Collected data entries:
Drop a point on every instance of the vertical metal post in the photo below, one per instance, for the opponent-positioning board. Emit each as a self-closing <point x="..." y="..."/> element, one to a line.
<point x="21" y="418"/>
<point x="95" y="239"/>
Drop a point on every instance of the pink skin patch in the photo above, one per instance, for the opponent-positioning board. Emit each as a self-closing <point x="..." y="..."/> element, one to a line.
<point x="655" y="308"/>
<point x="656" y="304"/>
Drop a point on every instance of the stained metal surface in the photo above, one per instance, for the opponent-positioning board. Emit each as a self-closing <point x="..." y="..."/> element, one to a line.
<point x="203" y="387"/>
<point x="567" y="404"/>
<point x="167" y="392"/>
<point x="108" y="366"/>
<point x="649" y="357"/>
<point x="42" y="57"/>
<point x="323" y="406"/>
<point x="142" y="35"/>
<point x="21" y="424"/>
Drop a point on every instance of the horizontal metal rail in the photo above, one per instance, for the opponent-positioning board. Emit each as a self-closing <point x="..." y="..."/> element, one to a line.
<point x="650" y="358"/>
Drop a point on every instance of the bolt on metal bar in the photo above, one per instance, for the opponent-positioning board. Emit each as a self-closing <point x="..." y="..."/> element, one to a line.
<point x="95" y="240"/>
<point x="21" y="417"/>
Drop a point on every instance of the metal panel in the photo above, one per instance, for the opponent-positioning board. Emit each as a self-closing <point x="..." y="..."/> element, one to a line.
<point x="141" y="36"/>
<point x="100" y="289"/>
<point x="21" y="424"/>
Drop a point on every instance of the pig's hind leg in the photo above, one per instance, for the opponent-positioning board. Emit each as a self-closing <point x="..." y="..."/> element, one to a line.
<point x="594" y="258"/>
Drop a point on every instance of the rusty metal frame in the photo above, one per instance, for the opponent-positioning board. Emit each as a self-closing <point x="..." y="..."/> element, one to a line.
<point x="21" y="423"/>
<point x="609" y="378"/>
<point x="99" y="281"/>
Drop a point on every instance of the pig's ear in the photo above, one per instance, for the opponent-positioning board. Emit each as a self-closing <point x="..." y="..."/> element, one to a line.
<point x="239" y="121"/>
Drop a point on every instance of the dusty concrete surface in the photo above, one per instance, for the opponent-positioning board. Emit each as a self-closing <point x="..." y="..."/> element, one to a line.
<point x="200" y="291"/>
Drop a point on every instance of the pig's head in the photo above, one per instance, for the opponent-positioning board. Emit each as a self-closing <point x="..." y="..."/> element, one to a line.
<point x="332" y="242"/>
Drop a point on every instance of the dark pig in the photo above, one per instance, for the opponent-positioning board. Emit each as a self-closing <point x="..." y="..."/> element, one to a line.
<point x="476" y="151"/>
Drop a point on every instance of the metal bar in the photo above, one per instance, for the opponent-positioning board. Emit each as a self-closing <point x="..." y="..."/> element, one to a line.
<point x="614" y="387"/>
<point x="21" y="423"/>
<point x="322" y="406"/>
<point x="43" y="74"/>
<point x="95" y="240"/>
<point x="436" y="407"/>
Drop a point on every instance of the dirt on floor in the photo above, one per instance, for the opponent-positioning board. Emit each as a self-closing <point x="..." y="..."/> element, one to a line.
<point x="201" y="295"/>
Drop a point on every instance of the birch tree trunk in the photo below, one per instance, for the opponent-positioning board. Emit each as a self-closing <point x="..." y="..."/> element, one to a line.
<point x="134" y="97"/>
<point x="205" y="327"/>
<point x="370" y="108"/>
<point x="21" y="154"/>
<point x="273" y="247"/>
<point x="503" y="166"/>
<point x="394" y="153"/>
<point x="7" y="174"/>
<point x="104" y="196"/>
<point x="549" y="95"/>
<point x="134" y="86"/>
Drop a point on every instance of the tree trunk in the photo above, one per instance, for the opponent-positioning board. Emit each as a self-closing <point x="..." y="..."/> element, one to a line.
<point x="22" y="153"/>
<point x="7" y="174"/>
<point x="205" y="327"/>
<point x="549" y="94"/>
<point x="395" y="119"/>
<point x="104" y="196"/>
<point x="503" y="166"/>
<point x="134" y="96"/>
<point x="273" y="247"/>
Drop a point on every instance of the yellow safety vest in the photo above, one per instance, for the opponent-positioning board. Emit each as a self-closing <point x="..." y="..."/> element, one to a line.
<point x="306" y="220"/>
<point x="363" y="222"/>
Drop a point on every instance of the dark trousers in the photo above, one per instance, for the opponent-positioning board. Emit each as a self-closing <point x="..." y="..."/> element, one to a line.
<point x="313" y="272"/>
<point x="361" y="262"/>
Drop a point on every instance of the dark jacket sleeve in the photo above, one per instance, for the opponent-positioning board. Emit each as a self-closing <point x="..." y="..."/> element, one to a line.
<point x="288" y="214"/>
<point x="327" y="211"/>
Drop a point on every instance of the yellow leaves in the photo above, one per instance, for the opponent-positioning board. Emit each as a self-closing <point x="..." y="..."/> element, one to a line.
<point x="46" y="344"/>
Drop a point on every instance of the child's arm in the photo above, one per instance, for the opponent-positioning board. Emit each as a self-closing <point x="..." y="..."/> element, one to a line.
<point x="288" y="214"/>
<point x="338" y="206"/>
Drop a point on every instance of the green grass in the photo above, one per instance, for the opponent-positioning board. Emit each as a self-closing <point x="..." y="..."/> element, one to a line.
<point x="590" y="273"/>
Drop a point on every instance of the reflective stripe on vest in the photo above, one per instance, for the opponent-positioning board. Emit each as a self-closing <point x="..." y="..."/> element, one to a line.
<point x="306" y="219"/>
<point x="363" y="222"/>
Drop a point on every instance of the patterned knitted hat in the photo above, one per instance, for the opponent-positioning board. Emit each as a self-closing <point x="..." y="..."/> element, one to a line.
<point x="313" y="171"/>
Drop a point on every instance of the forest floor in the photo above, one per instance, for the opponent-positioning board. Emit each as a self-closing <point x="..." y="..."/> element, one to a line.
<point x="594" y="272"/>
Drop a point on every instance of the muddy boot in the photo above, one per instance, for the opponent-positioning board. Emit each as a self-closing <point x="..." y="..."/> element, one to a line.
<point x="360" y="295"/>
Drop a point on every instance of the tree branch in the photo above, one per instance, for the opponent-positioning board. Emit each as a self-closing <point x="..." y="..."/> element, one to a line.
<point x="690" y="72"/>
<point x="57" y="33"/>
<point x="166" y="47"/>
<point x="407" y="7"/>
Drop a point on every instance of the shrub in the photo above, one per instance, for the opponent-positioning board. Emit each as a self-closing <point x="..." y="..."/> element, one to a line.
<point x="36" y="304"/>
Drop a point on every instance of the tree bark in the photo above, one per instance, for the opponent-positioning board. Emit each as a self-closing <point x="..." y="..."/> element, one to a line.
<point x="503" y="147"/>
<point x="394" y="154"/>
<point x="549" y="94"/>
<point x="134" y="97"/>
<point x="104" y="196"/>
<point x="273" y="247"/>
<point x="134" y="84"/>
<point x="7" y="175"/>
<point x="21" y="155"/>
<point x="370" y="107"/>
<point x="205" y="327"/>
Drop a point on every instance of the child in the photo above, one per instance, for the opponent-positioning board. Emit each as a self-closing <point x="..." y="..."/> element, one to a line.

INSTRUCTIONS TO FOLLOW: All records above must be set down exactly, please.

EXERCISE RESULT:
Drop a point on every instance of the vertical metal post in the photo below, one per instance, for the opponent-positioning board. Emit each as a self-closing <point x="..." y="..."/> element, one to a line.
<point x="21" y="418"/>
<point x="95" y="239"/>
Drop a point on every instance of the pink skin patch in the photo above, one per instance, for the opponent-positioning board. Emit each as a self-closing <point x="..." y="..."/> element, one to a line.
<point x="655" y="308"/>
<point x="656" y="304"/>
Drop a point on every instance of the stained metal surface in the photo above, one per instance, for the opponent-positioning board. Emit each as a self-closing <point x="..." y="..."/> element, one to a line.
<point x="203" y="387"/>
<point x="567" y="404"/>
<point x="167" y="392"/>
<point x="108" y="366"/>
<point x="649" y="357"/>
<point x="42" y="57"/>
<point x="323" y="406"/>
<point x="142" y="35"/>
<point x="21" y="424"/>
Drop a point on every instance of the horizontal metal rail in the photo above, one per instance, for the opponent-positioning board. Emit each as a self-closing <point x="..." y="..."/> element, one to a line.
<point x="650" y="358"/>
Drop a point on every instance of the bolt on metal bar in the photo above, one per instance, for the opponent-positioning board. Emit each as a self-closing <point x="..." y="..."/> element, one to a line.
<point x="95" y="240"/>
<point x="21" y="417"/>
Drop a point on every instance of the metal panel in the photo above, one per instance, for the opponent-positioning board. Emit each as a self-closing <point x="..." y="..."/> element, one to a line.
<point x="141" y="36"/>
<point x="100" y="289"/>
<point x="21" y="424"/>
Drop a point on every instance of the pig's hind leg in the photo above, one per instance, for the opponent-positioning board. Emit each as a self-closing <point x="..." y="..."/> element, one to a line.
<point x="594" y="258"/>
Drop a point on every instance of the rusty metal frame in the photo above, one per instance, for the opponent-positioning board. Emit each as a self-closing <point x="..." y="..."/> element, one to a line.
<point x="21" y="423"/>
<point x="609" y="378"/>
<point x="99" y="281"/>
Drop a point on every instance of the pig's ear in the photo above, one per instance, for the opponent-positioning board. Emit each as a self-closing <point x="..." y="..."/> element, one to a line.
<point x="239" y="121"/>
Drop a point on every instance of the dusty concrete surface in the photo above, one per instance, for the opponent-positioning board. Emit each as a self-closing <point x="..." y="..."/> element, one to a line.
<point x="200" y="291"/>
Drop a point on every instance of the pig's head in the photo above, one per instance, for the opponent-positioning board. Emit each as a self-closing <point x="..." y="..."/> element, one to a line.
<point x="332" y="242"/>
Drop a point on every instance of the dark pig in the photo above, one per instance, for the opponent-positioning board. Emit each as a self-closing <point x="..." y="..."/> element, one to a line.
<point x="476" y="151"/>
Drop a point on every instance of the metal bar in the photo above, one per instance, for the opponent-positioning board. Emit each as a self-closing <point x="..." y="..."/> element, one to a line.
<point x="614" y="387"/>
<point x="21" y="423"/>
<point x="322" y="406"/>
<point x="43" y="74"/>
<point x="95" y="240"/>
<point x="436" y="407"/>
Drop a point on every instance of the dirt on floor in the photo above, one per instance, for the opponent-positioning board. Emit each as a self-closing <point x="..." y="..."/> element, one to a line.
<point x="201" y="295"/>
Drop a point on every instance of the birch tree trunk in the photo below, one per instance, for the opponent-positioning board. Emit each as a self-closing <point x="..." y="..."/> element, one to a line.
<point x="134" y="97"/>
<point x="205" y="327"/>
<point x="370" y="108"/>
<point x="21" y="154"/>
<point x="273" y="247"/>
<point x="503" y="166"/>
<point x="394" y="153"/>
<point x="7" y="174"/>
<point x="104" y="196"/>
<point x="549" y="95"/>
<point x="134" y="86"/>
Drop a point on every instance of the tree trunk in the photo above, one per instance, for the opponent-positioning board. Emit each as a self-closing <point x="..." y="..."/> element, one to a line.
<point x="22" y="153"/>
<point x="7" y="174"/>
<point x="205" y="327"/>
<point x="549" y="94"/>
<point x="395" y="119"/>
<point x="104" y="196"/>
<point x="503" y="166"/>
<point x="134" y="96"/>
<point x="273" y="247"/>
Drop a point on every instance of the yellow safety vest in the photo above, one per instance, for the opponent-positioning board. Emit each as a self-closing <point x="..." y="..."/> element, one to a line.
<point x="306" y="220"/>
<point x="363" y="222"/>
Drop a point on every instance of the dark trousers in the photo above, one per instance, for the opponent-positioning board. Emit each as a self-closing <point x="..." y="..."/> element, one to a line.
<point x="313" y="272"/>
<point x="361" y="262"/>
Drop a point on every instance of the dark jacket sleeve in the photo above, one per instance, for the opponent-positioning board. Emit each as a self-closing <point x="..." y="..."/> element, one to a line.
<point x="288" y="214"/>
<point x="327" y="211"/>
Drop a point on every instance of the yellow leaves in the photo above, one per instance, for the opponent-positioning board. Emit each as a self-closing <point x="..." y="..."/> element, one to a line.
<point x="46" y="344"/>
Drop a point on every instance of the child's arm in the photo above, one per instance, for the opponent-positioning board. Emit each as a self-closing <point x="..." y="..."/> element, one to a line.
<point x="288" y="214"/>
<point x="338" y="206"/>
Drop a point on every instance of the green grass in the photo above, one per instance, for the opponent-positioning board. Emit each as a self-closing <point x="..." y="..."/> element, one to a line.
<point x="590" y="273"/>
Drop a point on every instance of the reflective stripe on vest in the photo above, one per instance, for the opponent-positioning board. Emit each as a self-closing <point x="..." y="..."/> element, one to a line.
<point x="306" y="219"/>
<point x="363" y="222"/>
Drop a point on every instance of the patterned knitted hat in the photo above, one per instance, for the opponent-positioning board. Emit each as a self-closing <point x="..." y="..."/> element, one to a line.
<point x="313" y="171"/>
Drop a point on every instance of the forest floor in the photo above, one per instance, for the opponent-positioning board. Emit each as a self-closing <point x="..." y="..."/> element, one to a line.
<point x="594" y="272"/>
Drop a point on every instance of the muddy boot in the photo above, one per instance, for the opponent-positioning board. Emit each as a self-closing <point x="..." y="..."/> element, one to a line.
<point x="360" y="295"/>
Drop a point on every instance of the tree branch in the photo above, one per instance, for the opponent-positioning board. Emit each as a self-closing <point x="..." y="..."/> element, one to a line.
<point x="690" y="72"/>
<point x="57" y="33"/>
<point x="166" y="47"/>
<point x="407" y="7"/>
Drop a point on every instance of the shrub in the photo above, one per instance, for the opponent-positioning board. Emit each as a self-closing <point x="..." y="..."/> element, one to a line.
<point x="36" y="304"/>
Drop a point on every instance of the tree bark in the photo above, one per instance, for the opponent-positioning board. Emit each as a self-closing <point x="..." y="..."/> element, one to a line.
<point x="503" y="147"/>
<point x="394" y="154"/>
<point x="549" y="94"/>
<point x="134" y="97"/>
<point x="104" y="196"/>
<point x="273" y="247"/>
<point x="134" y="84"/>
<point x="7" y="175"/>
<point x="21" y="155"/>
<point x="370" y="107"/>
<point x="205" y="327"/>
Drop a point on every instance of the child in the photo above, one per instance, for the opponent-positioning board. Emit each as a self-closing <point x="..." y="..."/> element, one to a line.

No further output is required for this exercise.